• _Set problem_: Everything from the line containing "of the neck." to the final line of the records below should be given again exactly, and nothing else.

• _Input for this task_:
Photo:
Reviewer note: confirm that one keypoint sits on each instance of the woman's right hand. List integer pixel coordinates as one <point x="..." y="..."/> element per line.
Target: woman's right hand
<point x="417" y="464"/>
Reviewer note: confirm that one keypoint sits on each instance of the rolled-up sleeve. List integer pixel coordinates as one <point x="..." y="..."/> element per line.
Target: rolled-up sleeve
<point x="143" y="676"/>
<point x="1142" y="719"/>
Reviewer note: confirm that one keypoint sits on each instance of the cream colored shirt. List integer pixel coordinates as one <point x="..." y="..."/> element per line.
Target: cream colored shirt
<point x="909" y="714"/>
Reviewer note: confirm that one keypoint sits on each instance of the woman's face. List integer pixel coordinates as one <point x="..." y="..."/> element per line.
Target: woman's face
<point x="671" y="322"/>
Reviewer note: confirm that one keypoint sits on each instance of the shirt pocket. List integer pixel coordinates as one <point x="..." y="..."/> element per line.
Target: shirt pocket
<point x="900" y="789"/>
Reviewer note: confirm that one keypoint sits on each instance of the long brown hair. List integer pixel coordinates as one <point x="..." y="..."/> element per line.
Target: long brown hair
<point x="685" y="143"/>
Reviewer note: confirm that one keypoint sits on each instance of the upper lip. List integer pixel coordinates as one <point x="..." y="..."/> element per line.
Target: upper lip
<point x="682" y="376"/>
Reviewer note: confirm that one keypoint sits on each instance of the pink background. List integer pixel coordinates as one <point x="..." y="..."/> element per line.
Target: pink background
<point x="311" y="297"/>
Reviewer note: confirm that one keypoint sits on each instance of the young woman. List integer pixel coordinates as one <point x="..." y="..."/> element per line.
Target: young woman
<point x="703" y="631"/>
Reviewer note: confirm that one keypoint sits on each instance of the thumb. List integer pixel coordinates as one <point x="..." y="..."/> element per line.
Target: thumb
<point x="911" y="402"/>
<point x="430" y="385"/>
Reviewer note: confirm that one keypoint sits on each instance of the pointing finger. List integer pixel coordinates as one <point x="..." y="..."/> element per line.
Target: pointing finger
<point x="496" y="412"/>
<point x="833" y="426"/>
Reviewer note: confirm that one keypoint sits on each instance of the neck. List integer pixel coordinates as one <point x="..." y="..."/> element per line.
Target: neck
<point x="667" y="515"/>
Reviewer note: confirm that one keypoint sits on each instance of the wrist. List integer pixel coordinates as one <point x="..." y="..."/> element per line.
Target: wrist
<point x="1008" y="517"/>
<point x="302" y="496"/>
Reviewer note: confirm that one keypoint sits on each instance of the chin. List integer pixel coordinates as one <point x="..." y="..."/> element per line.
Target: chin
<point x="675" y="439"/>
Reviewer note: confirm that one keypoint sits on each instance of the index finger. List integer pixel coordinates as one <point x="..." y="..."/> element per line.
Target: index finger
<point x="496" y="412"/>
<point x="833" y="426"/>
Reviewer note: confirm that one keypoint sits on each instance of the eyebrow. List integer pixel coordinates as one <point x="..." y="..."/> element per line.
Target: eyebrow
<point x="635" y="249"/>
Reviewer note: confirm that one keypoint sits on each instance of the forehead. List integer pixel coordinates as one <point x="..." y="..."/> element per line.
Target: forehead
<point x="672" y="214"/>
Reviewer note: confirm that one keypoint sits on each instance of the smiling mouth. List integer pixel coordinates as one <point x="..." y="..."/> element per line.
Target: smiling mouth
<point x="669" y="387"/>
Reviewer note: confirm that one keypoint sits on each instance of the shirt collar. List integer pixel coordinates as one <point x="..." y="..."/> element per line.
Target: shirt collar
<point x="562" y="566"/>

• _Answer for this exercise_:
Reviewer note: confirm that one keypoint sits on each instance of the neck. List integer pixel coordinates as one <point x="..." y="..."/> element per line.
Target: neck
<point x="667" y="515"/>
Reviewer note: confirm that one keypoint sits on each instance of the wrist. List integer pixel coordinates as one <point x="..." y="..."/> element per line.
Target: wrist
<point x="1008" y="517"/>
<point x="302" y="496"/>
Reviewer note: confirm that one keypoint sits on each instance of the chin. List integer pixel coordinates as one <point x="..." y="..."/> element per line.
Target: chin
<point x="675" y="439"/>
Reviewer note: confirm that one keypoint sits on each instance of the index finger. List integer pixel coordinates as one <point x="..." y="..."/> element per line.
Target: index finger
<point x="496" y="412"/>
<point x="833" y="426"/>
Reviewer note: confirm that one keypoint sits on each instance of the eyebrow. List integer pixel coordinates as one <point x="..." y="..."/> element per line.
Target: eyebrow
<point x="635" y="249"/>
Reviewer note: confirm that one keypoint sits on each instance of the forehead. List integer pixel coordinates as one <point x="..." y="..."/> element per line.
Target: forehead
<point x="672" y="214"/>
Reviewer note: confirm that one keypoint sits on each instance of the smiling mouth. List integer pixel coordinates as one <point x="..." y="..."/> element per line.
Target: smiling mouth
<point x="669" y="387"/>
Reviewer note: confirm that one keypoint sits on each instance of the shirt collar. List integer pixel coordinates as one <point x="..." y="..."/> element per line.
Target: shirt collar
<point x="562" y="566"/>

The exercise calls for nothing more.